Point labeling entries:
+ + + +
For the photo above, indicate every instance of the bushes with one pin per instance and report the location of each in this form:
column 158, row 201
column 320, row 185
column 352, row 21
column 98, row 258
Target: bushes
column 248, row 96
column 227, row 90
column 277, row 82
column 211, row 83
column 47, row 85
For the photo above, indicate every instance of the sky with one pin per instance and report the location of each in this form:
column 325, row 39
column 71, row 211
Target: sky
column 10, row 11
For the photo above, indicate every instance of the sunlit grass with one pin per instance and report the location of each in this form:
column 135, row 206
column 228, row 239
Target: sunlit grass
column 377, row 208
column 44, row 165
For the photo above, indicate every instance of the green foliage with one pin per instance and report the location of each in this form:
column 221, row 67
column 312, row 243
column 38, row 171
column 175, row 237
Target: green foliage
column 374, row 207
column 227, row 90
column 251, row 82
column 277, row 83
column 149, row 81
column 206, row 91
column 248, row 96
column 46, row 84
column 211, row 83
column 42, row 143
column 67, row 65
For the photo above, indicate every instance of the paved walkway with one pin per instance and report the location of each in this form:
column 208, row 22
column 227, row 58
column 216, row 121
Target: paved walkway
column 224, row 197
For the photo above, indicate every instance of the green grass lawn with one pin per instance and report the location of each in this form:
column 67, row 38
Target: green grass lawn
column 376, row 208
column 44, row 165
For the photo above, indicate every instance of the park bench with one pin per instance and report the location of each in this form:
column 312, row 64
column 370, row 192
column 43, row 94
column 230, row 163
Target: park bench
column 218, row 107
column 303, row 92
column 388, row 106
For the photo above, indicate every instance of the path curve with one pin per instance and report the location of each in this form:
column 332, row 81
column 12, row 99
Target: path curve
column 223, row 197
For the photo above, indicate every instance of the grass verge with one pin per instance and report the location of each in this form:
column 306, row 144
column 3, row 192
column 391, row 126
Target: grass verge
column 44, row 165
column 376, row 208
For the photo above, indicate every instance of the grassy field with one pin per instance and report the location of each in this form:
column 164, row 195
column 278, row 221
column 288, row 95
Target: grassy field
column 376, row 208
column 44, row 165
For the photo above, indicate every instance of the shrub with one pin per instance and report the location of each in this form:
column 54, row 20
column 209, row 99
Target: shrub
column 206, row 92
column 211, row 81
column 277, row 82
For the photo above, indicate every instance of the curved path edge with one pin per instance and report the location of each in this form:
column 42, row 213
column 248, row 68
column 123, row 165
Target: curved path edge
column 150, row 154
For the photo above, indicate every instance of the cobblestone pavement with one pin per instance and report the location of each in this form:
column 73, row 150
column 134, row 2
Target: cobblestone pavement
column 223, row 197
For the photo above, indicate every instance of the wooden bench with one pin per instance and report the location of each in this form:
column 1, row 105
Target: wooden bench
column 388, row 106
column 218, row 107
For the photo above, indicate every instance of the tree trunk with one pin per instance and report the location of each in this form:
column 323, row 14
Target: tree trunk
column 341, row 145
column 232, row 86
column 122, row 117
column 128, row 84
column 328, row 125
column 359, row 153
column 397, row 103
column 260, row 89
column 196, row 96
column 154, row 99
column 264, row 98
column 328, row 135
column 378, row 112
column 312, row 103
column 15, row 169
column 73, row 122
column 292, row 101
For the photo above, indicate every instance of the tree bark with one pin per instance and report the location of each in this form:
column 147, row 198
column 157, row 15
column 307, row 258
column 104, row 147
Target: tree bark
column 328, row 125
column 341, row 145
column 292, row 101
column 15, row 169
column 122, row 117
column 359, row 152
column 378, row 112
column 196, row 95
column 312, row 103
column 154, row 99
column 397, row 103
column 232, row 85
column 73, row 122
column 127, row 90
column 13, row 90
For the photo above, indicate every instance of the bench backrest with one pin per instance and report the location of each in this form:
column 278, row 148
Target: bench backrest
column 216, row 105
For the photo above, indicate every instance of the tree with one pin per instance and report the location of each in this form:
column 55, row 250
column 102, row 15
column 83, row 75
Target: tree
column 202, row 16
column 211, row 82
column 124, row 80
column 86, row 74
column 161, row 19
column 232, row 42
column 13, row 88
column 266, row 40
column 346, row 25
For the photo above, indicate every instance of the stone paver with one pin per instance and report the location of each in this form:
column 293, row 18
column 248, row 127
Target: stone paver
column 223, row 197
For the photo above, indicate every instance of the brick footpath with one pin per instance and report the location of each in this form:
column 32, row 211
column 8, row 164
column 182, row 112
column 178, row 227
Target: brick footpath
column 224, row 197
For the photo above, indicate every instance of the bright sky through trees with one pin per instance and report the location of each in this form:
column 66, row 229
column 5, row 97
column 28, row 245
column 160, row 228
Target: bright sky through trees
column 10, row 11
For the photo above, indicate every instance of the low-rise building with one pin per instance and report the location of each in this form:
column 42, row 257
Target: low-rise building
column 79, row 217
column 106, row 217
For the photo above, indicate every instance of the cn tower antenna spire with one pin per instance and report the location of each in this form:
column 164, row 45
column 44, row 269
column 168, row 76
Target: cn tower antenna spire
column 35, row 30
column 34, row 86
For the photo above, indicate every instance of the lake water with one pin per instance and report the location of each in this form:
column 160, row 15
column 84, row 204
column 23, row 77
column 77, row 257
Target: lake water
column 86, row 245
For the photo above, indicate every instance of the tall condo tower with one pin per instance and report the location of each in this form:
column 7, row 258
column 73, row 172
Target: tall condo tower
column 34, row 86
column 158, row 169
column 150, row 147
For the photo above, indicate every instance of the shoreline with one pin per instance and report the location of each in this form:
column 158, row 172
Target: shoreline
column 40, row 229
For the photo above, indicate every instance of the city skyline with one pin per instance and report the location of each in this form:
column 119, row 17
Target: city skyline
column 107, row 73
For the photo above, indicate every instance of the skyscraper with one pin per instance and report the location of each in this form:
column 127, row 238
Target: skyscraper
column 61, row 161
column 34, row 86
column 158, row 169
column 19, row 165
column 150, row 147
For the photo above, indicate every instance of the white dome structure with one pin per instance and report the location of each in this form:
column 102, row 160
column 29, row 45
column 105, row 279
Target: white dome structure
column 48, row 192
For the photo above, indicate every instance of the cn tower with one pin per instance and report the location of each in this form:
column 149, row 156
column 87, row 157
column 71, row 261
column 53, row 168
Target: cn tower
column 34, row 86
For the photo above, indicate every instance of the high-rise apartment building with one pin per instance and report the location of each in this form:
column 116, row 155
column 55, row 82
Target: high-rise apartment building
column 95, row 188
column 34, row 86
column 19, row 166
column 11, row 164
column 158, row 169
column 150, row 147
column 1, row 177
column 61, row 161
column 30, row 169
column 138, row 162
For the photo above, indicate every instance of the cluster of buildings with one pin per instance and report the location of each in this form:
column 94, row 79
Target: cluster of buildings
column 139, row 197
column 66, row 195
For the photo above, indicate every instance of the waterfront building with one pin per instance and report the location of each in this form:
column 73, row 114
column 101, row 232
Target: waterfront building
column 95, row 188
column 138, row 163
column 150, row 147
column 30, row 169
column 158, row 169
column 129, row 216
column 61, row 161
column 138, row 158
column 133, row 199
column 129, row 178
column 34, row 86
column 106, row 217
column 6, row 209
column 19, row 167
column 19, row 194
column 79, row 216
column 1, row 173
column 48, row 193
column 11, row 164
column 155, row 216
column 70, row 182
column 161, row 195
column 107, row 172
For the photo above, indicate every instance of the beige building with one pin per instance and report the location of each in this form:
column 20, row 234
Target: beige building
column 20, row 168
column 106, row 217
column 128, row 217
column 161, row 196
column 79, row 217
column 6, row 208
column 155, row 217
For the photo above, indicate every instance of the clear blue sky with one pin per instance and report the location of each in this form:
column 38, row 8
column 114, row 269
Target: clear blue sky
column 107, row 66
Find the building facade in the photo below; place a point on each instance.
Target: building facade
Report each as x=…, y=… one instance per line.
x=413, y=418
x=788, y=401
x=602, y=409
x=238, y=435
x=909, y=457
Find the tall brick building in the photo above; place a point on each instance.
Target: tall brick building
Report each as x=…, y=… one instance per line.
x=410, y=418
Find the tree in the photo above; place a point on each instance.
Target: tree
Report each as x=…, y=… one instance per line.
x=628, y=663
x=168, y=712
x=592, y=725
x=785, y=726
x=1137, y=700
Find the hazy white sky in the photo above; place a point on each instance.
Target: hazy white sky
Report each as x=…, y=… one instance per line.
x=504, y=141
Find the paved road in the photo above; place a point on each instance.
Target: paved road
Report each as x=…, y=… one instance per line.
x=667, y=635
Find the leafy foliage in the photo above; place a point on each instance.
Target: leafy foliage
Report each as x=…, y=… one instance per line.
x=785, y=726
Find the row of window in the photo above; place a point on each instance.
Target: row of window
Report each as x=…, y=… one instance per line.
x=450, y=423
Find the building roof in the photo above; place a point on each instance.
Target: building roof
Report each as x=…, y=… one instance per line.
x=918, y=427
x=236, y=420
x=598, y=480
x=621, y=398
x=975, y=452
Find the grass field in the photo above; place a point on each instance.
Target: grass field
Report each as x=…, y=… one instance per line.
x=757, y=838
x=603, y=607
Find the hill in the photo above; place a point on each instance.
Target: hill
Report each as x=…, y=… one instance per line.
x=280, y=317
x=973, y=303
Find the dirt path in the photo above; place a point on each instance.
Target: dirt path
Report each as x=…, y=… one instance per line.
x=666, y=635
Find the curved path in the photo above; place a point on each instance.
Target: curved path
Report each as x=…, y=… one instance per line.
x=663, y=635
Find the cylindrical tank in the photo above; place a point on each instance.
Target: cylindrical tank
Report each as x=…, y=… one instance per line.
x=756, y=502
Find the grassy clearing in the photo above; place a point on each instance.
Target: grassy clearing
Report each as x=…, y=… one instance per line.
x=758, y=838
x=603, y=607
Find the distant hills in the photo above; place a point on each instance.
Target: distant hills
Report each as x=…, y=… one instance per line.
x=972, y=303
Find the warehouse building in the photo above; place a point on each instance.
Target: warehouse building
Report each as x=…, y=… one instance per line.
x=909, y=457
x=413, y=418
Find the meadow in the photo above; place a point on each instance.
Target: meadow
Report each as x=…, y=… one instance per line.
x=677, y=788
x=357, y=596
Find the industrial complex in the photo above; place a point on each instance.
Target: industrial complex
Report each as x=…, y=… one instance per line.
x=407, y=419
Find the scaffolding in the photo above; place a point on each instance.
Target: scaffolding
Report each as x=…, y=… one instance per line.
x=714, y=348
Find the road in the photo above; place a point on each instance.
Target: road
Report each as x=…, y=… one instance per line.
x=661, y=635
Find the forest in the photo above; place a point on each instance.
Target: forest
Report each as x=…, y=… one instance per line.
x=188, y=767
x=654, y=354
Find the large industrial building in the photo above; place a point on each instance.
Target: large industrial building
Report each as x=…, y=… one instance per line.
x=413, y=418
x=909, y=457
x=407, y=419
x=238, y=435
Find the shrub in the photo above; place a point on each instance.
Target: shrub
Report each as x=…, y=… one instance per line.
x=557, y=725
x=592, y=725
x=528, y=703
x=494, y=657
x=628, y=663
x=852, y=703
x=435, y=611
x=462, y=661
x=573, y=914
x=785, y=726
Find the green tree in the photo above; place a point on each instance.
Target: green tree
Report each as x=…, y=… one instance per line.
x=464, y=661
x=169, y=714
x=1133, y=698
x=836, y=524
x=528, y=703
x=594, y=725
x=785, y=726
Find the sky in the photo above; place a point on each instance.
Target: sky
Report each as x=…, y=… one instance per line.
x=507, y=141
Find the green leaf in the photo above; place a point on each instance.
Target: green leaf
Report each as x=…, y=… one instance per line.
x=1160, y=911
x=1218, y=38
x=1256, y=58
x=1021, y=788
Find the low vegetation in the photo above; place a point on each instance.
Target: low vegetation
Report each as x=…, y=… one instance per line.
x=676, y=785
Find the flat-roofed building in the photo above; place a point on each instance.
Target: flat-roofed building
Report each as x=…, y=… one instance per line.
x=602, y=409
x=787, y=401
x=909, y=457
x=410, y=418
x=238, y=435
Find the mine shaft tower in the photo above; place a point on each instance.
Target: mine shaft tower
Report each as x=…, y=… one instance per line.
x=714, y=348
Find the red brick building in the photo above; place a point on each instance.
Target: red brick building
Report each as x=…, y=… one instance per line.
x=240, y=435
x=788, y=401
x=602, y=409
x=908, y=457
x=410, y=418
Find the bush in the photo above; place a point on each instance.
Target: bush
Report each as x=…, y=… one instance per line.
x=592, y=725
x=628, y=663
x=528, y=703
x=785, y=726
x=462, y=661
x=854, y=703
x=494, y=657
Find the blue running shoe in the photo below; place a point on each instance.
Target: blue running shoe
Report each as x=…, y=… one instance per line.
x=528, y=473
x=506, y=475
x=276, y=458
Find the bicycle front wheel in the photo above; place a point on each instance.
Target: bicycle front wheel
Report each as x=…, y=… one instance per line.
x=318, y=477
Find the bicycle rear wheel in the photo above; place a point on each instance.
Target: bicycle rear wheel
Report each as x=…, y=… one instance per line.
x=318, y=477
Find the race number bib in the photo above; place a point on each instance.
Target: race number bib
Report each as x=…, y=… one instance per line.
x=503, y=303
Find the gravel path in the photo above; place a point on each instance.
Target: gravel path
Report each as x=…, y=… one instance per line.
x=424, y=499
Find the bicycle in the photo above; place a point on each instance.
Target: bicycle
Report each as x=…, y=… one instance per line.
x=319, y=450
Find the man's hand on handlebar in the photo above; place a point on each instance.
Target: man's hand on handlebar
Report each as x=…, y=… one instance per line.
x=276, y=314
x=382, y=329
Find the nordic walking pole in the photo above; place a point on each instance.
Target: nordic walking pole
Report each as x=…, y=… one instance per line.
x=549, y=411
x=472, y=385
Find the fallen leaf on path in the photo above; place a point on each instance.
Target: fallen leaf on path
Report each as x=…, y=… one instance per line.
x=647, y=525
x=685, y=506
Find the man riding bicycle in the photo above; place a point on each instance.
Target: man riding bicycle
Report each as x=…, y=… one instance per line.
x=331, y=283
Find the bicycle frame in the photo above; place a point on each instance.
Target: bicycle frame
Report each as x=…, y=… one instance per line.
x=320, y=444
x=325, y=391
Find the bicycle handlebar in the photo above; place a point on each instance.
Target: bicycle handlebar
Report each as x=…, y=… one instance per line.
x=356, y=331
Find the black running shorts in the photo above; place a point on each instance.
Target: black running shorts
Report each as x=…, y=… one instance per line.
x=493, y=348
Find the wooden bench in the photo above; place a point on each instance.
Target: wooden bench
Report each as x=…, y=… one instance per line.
+ + + +
**Given exercise:**
Rewrite the entries above from the line with "Find the leafy" up to and including the line with "x=972, y=303", swapping "cylindrical tank" for "storage tank" and keeping everything else the same. Give only those lines.

**Solution for this problem:**
Find the leafy foliage in the photo above; place a point on each instance.
Target: leafy foliage
Report each as x=…, y=… one instance per line.
x=785, y=726
Find the row of window in the photo above; place a point on each instance.
Target: row of window
Report each as x=…, y=… one instance per line.
x=450, y=423
Find the building roof in the photo above; place a point on each instance.
Target: building roof
Report each as x=…, y=… one instance per line.
x=918, y=427
x=236, y=420
x=598, y=480
x=621, y=398
x=975, y=452
Find the grass field in the photo above; place a point on each instance.
Target: grass field
Report each as x=…, y=… one instance per line.
x=757, y=838
x=603, y=607
Find the hill in the photo above; place a point on each instance.
Target: hill
Report each as x=…, y=… one instance per line.
x=280, y=317
x=973, y=303
Find the dirt path in the photo above; place a point on each instance.
Target: dirt path
Report each as x=…, y=… one instance per line.
x=666, y=635
Find the curved path in the photo above; place a point on each instance.
Target: curved path
Report each as x=…, y=… one instance per line.
x=663, y=635
Find the storage tank in the photo above; place a point on each instance.
Target: storage tank
Report each as x=…, y=… one instance per line.
x=756, y=502
Find the grassy clearing in the photo above; place a point on each instance.
Target: grassy clearing
Report each as x=…, y=… one instance per line.
x=758, y=838
x=603, y=607
Find the distant hills in the photo above; place a point on each instance.
Target: distant hills
Report each as x=…, y=… one instance per line.
x=972, y=303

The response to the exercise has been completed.